Pour les pertes rénales, vous distinguerez les causes génétiques, des causes acquises. Les médicaments restent les leaders pour ces dernières.
Vous avez ici une liste presque complète, j’ai remis les IPP bien que leur mode d’action soit un défaut d’absorption digestive. Mais ceci permet d’avoir sur une diapositive tout les médicaments hypomagnésémiants.
Vous avez ici les maladies génétiques responsable d’hypomagnésémie, en gras celles où il s’agit de la manifestation principale.
Dans ces deux études observationnelles, l’hypomagnésémie est un facteur de risque de survenue d’une maladie rénale chronique et de faillite rénale. Il est impossible de dire si il y a un lien de causalité ou si l’hypomagnésémie traduit simplement la présence d’une maladie rénale progressant vers l’IRC.
L’hypomagnésémie n’est pas un problème majeur chez les insuffisants rénaux chroniques. Mais c’était avant les IPP, comme vous le savez, il semblerait que l’utilisation des IPP soit associé au risque de développer une IRC. Le magnésium pourrait être le lien…
Pour vous montrez à quel point cet ion n’a pas fini de se révéler surprenant. Cet article qui montre qu’un transporteur cellulaire du Mg n’entraine pas d’anomalie de la magnésémie mais par contre une néphrite interstitielle chronique. Le lien mécanistique n’est pas claire entre anomalie de la concentration en magnésium cellulaire et insuffisance rénale, mais il fournit un rationnel entre hypomagnésémie et risque d’IRC.
Je vais finir par une histoire que j’ai déjà raconté ici.
N’oubliez jamais de mesurer la FE du magnésium pour explorer une hypomagnésémie et pensez toujours au médicament comme coupable.
Je finirai avec cet article qu’il faut absolument lire pour mesurer à quel point le magnésium est un cation essentiel à la vie. Ce papier montre de façon élégante que les variations de concentrations intracellulaires du magnésium permettent de rythmer l’activité cellulaire en suivant le rythme jour/nuit. L’entrée intracellulaire en veille permet de stimuler le métabolisme et la synthèse des protéines. Le magnésium serait le gardien de l’horloge circadienne cellulaire.
J’espère vous avoir convaincu de vous intéressez à la magnésémie.
Pour la réponse à mon jeu stupide:
Bonjour
Votre billet m’a « fasciné ».
J’avoue malgré tout que toute la partie spécifiquement « néphro » je l’ai, en tant que médecin généraliste « sauté ».
Par contre vous m’avez appris des choses essentielles.
::::::::::
Poursuivez, s'il vous plaît, le texte sur l'hypomagnésémie à partir de sa dernière phrase.
::::::::::
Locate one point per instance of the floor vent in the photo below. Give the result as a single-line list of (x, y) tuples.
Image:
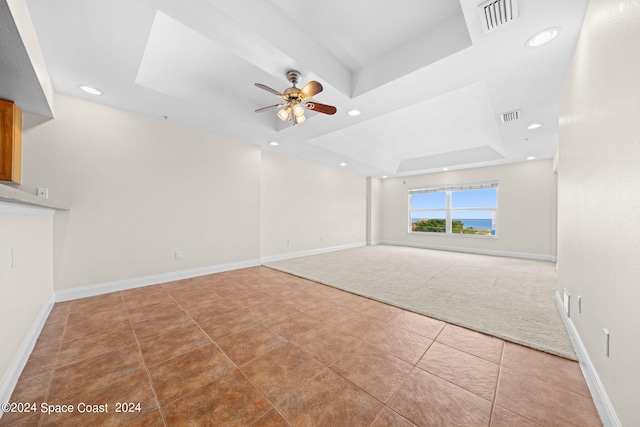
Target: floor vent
[(510, 116), (497, 13)]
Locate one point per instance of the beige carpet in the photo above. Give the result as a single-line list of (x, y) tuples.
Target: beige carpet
[(510, 298)]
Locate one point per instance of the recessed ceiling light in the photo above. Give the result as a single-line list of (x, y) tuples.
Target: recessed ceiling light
[(91, 90), (543, 37)]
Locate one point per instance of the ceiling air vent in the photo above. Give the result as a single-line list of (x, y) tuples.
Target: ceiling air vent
[(510, 116), (497, 13)]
::::::::::
→ Réponse proposée:
J’avais oublié l’importance du magnésium comme co-facteur enzymatique mais ne suis pas surpris, notre fonctionnement est si complexe.
Je savais, que notre alimentation s’était très nettement affaiblit depuis pas mal d’années en vitamine et minéraux. Or nous en avons besoin comme vous le démontrez pour le magnésium.
Cet appauvrissement ne peut pas être sans conséquence quand on sait que ce que nous sommes est le résultat d’adaptations qui remontent à des millions d’années.
Vous écrivez : « L’hypomagnésémie est responsable d’une insulinorésistance et d’un défaut d’insulinosécrétion. »
On ne peut pas ne pas faire le lien avec l’épidémie d’obésité et de diabète qui explose dans le monde d’aujourd’hui.
Cependant, corrélation ne fait pas causalité .
Il n’empêche que je suis interpellé.
Mais comment en tirer une conduite à tenir quand le peu d’études sur la prise de compléments alimentaires et l’amélioration de la santé; sont peu concluantes.
Un autre élément devrait être connu de tous les médecins et que vous présentez : l’hypomagnésie conséquence de la prise d’ IPP.. Personnellement je ne le savais pas .
Quand on sait le nombre de personnes qui en prennent souvent de façon continue et sur des années, c’est parfaitement inquiétant car tous n’ont pas une symptomatologie bruyante dont vous présentez des cas.
Mais pour aller plus loin, combien de médecins ont conscience que chaque médicament qu’ils prescrivent ont des effets secondaires. Intellectuellement, ils le savent, mais leurs pratiques montrent qu’ils en tiennent rarement compte .
Encore merci d’avoir partagé cet article qui m’a permis d’apprendre quelque chose que je ne savait pas bien que médecin généraliste nutritionniste.